● **What to work on**
Retype the listing below line for line, keeping every character, space, and line break unchanged.

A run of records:
---
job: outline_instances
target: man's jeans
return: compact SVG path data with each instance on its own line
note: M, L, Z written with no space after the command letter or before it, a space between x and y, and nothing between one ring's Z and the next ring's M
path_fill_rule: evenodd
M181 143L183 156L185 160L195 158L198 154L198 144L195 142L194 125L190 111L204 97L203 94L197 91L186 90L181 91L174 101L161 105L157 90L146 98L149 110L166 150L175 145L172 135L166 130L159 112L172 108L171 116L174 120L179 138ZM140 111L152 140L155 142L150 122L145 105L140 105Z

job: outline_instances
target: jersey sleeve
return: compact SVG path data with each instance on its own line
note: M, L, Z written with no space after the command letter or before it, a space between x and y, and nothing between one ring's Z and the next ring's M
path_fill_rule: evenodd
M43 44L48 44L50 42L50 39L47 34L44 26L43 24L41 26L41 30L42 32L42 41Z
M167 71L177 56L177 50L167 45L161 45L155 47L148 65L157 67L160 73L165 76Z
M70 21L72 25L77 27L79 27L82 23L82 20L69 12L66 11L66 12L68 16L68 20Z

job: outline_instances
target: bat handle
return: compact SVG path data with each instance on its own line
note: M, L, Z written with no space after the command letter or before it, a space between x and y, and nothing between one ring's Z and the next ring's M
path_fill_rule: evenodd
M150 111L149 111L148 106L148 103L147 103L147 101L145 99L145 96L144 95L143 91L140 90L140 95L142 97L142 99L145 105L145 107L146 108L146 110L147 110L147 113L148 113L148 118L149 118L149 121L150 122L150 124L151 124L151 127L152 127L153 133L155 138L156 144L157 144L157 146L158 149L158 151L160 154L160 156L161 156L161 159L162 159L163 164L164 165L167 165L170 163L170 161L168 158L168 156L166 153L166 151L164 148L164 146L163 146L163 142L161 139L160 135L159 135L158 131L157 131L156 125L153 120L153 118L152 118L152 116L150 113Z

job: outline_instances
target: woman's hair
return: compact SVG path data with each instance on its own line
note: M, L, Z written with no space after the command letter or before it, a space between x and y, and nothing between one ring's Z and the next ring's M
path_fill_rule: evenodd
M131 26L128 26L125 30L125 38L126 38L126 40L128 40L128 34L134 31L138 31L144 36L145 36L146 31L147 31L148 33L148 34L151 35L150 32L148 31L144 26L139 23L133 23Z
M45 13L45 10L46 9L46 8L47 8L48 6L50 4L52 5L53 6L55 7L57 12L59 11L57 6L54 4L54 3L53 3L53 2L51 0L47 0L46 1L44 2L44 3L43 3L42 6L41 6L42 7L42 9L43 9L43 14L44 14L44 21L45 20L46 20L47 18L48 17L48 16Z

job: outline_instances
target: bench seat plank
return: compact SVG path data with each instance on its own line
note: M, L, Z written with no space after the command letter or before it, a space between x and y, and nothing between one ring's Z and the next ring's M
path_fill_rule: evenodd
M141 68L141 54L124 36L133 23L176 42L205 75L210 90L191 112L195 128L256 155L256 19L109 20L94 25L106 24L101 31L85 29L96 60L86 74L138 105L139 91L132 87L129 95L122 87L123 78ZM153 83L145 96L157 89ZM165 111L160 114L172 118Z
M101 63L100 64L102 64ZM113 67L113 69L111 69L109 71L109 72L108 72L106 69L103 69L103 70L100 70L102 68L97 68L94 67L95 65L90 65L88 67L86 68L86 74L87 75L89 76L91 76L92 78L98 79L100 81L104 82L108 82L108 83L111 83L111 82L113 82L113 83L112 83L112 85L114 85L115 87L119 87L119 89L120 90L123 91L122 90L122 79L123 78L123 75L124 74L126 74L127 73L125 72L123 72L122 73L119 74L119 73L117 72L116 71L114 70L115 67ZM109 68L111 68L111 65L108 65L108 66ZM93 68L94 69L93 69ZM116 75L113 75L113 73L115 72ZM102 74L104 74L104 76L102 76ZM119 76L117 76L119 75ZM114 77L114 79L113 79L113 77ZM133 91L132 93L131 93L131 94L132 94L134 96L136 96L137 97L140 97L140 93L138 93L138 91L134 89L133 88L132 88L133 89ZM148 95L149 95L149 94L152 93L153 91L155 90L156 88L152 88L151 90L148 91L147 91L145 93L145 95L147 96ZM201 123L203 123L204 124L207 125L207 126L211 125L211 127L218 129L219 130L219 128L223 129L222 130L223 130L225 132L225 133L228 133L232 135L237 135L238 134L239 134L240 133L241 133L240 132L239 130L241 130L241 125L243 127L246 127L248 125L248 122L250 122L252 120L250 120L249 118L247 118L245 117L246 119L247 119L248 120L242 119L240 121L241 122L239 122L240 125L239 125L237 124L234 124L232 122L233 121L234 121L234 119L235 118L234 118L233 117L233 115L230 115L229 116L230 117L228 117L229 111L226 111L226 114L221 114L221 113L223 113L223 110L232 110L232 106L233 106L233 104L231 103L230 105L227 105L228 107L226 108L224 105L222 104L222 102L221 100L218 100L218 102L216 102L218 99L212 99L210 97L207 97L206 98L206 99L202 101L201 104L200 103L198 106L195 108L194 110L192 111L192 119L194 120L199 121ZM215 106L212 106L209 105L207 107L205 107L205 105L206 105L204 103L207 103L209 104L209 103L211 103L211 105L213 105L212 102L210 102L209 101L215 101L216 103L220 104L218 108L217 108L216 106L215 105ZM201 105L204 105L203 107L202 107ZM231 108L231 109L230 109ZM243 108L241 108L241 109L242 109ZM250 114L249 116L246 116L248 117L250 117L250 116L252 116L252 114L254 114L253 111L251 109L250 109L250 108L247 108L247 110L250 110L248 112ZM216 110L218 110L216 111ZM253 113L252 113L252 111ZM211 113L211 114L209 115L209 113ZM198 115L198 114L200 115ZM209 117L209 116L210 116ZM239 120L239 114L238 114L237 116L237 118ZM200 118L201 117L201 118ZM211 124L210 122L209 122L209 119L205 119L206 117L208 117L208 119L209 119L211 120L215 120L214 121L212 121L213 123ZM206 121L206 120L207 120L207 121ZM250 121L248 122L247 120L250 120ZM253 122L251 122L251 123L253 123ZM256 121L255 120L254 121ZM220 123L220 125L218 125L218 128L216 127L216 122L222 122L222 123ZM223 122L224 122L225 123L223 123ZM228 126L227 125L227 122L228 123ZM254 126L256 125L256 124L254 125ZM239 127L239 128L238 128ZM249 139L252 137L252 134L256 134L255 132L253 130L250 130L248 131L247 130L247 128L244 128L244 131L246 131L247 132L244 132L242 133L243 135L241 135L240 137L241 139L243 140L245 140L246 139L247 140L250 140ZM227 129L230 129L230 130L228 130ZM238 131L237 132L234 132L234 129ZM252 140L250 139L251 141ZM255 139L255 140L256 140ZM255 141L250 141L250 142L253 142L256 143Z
---
● **Task response**
job: outline_instances
target: man's jeans
return: compact SVG path data with each instance on its own line
note: M, L, Z written with no space after the command letter or before it, a space between x and y, and nothing between one ring's Z and the next ring's M
path_fill_rule: evenodd
M181 143L183 156L185 160L195 158L198 154L198 144L195 142L194 125L190 111L204 97L203 94L197 91L186 90L181 91L174 101L161 105L157 90L146 98L149 110L166 150L175 145L172 135L166 130L159 112L172 108L171 116L174 120L179 138ZM140 111L152 140L155 142L150 122L145 105L140 105Z

job: outline_instances
target: jersey sleeve
return: compact SVG path data with each instance on its own line
note: M, L, Z written with no space after the command letter or before it, a space between x and y, and nothing between one ring's Z and the next ring's M
path_fill_rule: evenodd
M43 44L48 44L50 42L50 39L47 34L44 26L43 24L41 26L41 30L42 32L42 41Z
M167 71L177 56L177 50L167 45L161 45L155 47L148 65L157 67L160 73L165 76Z
M70 21L72 25L77 27L79 27L82 23L82 20L69 12L66 11L66 12L68 16L68 20Z

job: outline_instances
target: bat handle
return: compact SVG path data with each instance on its own line
note: M, L, Z written with no space after the command letter or before it, a space between x and y, and nothing between one ring's Z and the next ring's M
path_fill_rule: evenodd
M150 111L149 111L148 106L148 103L147 103L147 101L145 99L145 96L144 95L143 91L140 90L140 95L142 97L142 99L145 105L145 107L146 108L146 110L147 110L147 113L148 113L148 118L149 118L149 121L150 122L150 124L151 124L151 127L152 127L153 133L155 138L156 144L157 144L157 146L158 149L158 151L160 154L160 156L161 156L161 159L162 159L163 164L164 165L167 165L170 163L170 161L168 158L168 156L166 153L166 151L164 148L164 146L163 146L163 142L161 139L160 135L159 135L158 131L157 131L156 125L153 120L153 118L152 118L152 116L150 113Z

job: outline_instances
target: woman's hair
return: compact SVG path data with each instance on its own line
note: M, L, Z written with no space after the command letter or before it, a space between x and y, and nothing between one ring's Z and the next ring's M
path_fill_rule: evenodd
M131 26L128 26L125 30L125 38L126 38L126 40L128 40L128 34L134 31L138 31L144 36L145 36L146 31L147 31L148 33L148 34L151 35L150 32L148 31L144 26L139 23L133 23Z
M45 13L45 10L46 9L46 8L47 8L48 6L50 4L52 5L53 6L55 7L57 12L59 11L57 6L54 4L54 3L53 3L53 2L51 0L47 0L46 1L44 2L44 3L43 3L42 6L41 6L42 7L42 9L43 9L43 14L44 14L44 21L45 20L46 20L47 18L48 17L48 16Z

job: outline_instances
target: bench seat plank
return: compact SVG path data with each instance on its own line
note: M, L, Z written with no space after the command letter or before it, a space between x and y, and nothing between one ring's Z and the next ring's M
path_fill_rule: evenodd
M141 68L141 54L124 36L133 23L176 42L205 75L210 90L191 112L195 128L256 155L256 19L109 20L94 25L106 24L101 31L85 29L96 60L86 74L138 105L139 91L132 87L129 95L122 87L123 78ZM153 83L145 96L157 89ZM165 111L160 114L172 118Z
M101 63L100 64L102 64ZM113 67L113 69L111 69L109 71L109 72L108 72L106 69L103 69L103 70L100 70L102 68L97 68L94 67L95 65L90 65L88 67L86 68L86 74L87 75L89 76L91 76L92 78L98 79L100 81L104 82L108 82L108 83L111 83L111 82L113 82L113 83L112 83L112 85L114 85L115 87L119 87L119 89L120 90L123 91L122 90L122 79L123 78L123 75L124 74L126 74L127 73L125 72L123 72L122 73L119 74L119 73L117 72L116 71L114 70L115 67ZM109 68L111 68L111 65L108 65L108 66ZM93 68L94 69L93 69ZM116 75L113 75L113 73L115 72ZM102 74L104 74L104 76L102 76ZM119 76L117 76L119 75ZM114 77L114 79L113 79L113 77ZM133 91L132 93L131 93L131 94L132 94L134 96L136 96L137 97L140 97L140 93L138 93L138 91L134 89L133 88L132 88L133 89ZM148 95L149 95L149 94L152 93L153 91L155 90L156 88L152 88L151 90L148 91L147 91L145 93L145 95L147 96ZM201 123L203 123L204 124L207 125L207 126L211 125L211 127L218 129L219 130L219 128L223 129L222 130L223 130L225 132L225 133L228 133L232 135L237 135L238 134L239 134L240 133L241 133L240 132L239 130L241 130L241 125L243 127L246 127L248 125L248 122L250 122L252 120L250 120L249 118L247 118L245 117L246 119L247 119L248 120L242 119L240 121L241 122L239 122L240 125L239 125L237 124L234 124L232 122L233 121L234 121L234 119L235 118L234 118L233 117L233 115L230 115L229 116L230 117L228 117L229 111L226 111L226 114L221 114L221 113L223 113L223 110L232 110L232 106L233 106L233 104L231 103L230 105L227 105L228 107L226 108L224 105L222 104L222 102L221 100L218 100L218 102L216 102L218 99L212 99L210 97L207 97L206 98L206 99L202 101L201 104L200 103L198 106L195 108L194 110L192 111L192 119L194 120L199 121ZM215 106L212 106L209 105L207 107L205 107L205 105L206 105L204 103L207 103L209 104L209 103L211 103L211 105L213 105L212 102L210 102L209 101L215 101L216 103L220 104L218 108L217 108L216 106L215 105ZM201 105L204 105L203 107L202 107ZM231 108L231 109L230 109ZM243 108L241 108L241 109L242 109ZM250 114L249 116L246 116L248 117L250 117L250 116L252 116L252 114L254 114L253 111L251 109L250 109L250 108L247 108L247 110L250 110L248 112ZM216 110L218 110L216 111ZM253 113L252 113L252 111ZM211 113L211 114L209 115L209 113ZM198 115L198 114L200 115ZM209 117L209 116L210 116ZM239 120L239 114L238 114L237 116L237 118ZM200 118L201 117L201 118ZM211 124L210 122L209 122L209 119L205 119L206 117L208 117L208 119L209 119L211 120L215 120L214 121L212 121L213 123ZM206 121L206 120L207 120L207 121ZM250 121L248 122L247 120L250 120ZM253 122L251 122L251 123L253 123ZM256 121L255 120L254 121ZM220 123L220 125L218 125L218 128L216 127L216 122L222 122L222 123ZM223 122L224 122L225 123L223 123ZM228 126L227 125L227 122L228 123ZM254 126L256 125L256 124L254 125ZM239 127L239 128L238 128ZM249 139L252 137L252 134L256 134L255 132L253 130L250 130L248 131L247 130L247 128L244 128L244 131L246 131L247 132L244 132L242 133L243 135L241 135L240 137L241 139L243 140L245 140L246 139L247 140L250 140ZM227 129L230 129L230 130L228 130ZM238 131L237 132L234 132L234 129ZM252 140L250 139L251 141ZM255 139L255 140L256 140ZM255 141L250 141L250 142L253 142L256 143Z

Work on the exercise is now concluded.